_ИСХОДНЫЙ ТЕКСТ_

Мыслящее сердце Анны Альварес
«И не прощай -
истинно, не в твоей власти
прощать именем тех, преданных перед рассветом»
Збигнев Херберт
Отрывок из книги Анны Альварес "Беспричинное зло: проблемы психотерапии пациентов с психопатическими чертами"
Я хотела бы завершить обсуждением четырёх вопросов, которые возникают при работе с такими пациентами. Чтобы избежать триады Симингтона — сговора, отрицания и осуждения, важно,
во-первых, избежать последнего: вместо осуждения необходимо взглянуть злу прямо в лицо. Это подразумевает не избегать всю мрачность и ужас импульсов пациента, а также не отвергать неадекватность и глупость их внутренних объектов и нас самих в переносе. Как сказал мне ребёнок, играющий в палача и доктора: «Мне это нравится!» Это также означает не избегать того, что пациент знает — нашу собственную неприязнь, отвращение и даже ненависть к их безжалостному, жестокому и часто брутальному обращению с нами, их объектами и самими собой. Не знаю, удалось ли мне передать, насколько игра Билли с плюшевым мишкой была не просто обычной агрессивной фантазийной игрой, или почему я думаю, что он мог быть тем ребёнком, который мог бы действительно причинить вред своей младшей сестре, так аккуратно, что никто бы никогда не узнал, что это было что-то иное, кроме как случайность.

_ИСХОДНЫЕ ДАННЫЕ_
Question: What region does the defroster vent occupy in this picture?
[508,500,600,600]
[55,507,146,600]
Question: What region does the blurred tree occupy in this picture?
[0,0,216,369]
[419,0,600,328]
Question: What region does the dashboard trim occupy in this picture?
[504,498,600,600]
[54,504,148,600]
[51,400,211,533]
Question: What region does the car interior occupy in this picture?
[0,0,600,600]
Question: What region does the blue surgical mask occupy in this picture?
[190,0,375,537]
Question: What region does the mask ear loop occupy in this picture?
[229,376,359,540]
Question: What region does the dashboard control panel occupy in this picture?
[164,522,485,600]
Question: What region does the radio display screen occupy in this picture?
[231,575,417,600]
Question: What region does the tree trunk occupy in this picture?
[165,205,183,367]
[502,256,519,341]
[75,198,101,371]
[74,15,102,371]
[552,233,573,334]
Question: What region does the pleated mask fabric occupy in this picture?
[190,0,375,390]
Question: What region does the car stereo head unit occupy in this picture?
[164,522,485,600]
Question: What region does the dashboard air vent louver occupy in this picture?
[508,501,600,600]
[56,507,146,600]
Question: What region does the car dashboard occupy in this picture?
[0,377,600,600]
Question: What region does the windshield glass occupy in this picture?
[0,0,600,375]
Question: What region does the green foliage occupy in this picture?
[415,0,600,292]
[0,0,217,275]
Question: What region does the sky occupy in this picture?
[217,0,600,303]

_ЧТО НУЖНО СДЕЛАТЬ_
Перепечатайте исходный текст про книгу Анны Альварес целиком, слово в слово, со всеми знаками препинания.

_ОТВЕТ К ЗАДАНИЮ_
Мыслящее сердце Анны Альварес
«И не прощай -
истинно, не в твоей власти
прощать именем тех, преданных перед рассветом»
Збигнев Херберт
Отрывок из книги Анны Альварес "Беспричинное зло: проблемы психотерапии пациентов с психопатическими чертами"
Я хотела бы завершить обсуждением четырёх вопросов, которые возникают при работе с такими пациентами. Чтобы избежать триады Симингтона — сговора, отрицания и осуждения, важно,
во-первых, избежать последнего: вместо осуждения необходимо взглянуть злу прямо в лицо. Это подразумевает не избегать всю мрачность и ужас импульсов пациента, а также не отвергать неадекватность и глупость их внутренних объектов и нас самих в переносе. Как сказал мне ребёнок, играющий в палача и доктора: «Мне это нравится!» Это также означает не избегать того, что пациент знает — нашу собственную неприязнь, отвращение и даже ненависть к их безжалостному, жестокому и часто брутальному обращению с нами, их объектами и самими собой. Не знаю, удалось ли мне передать, насколько игра Билли с плюшевым мишкой была не просто обычной агрессивной фантазийной игрой, или почему я думаю, что он мог быть тем ребёнком, который мог бы действительно причинить вред своей младшей сестре, так аккуратно, что никто бы никогда не узнал, что это было что-то иное, кроме как случайность.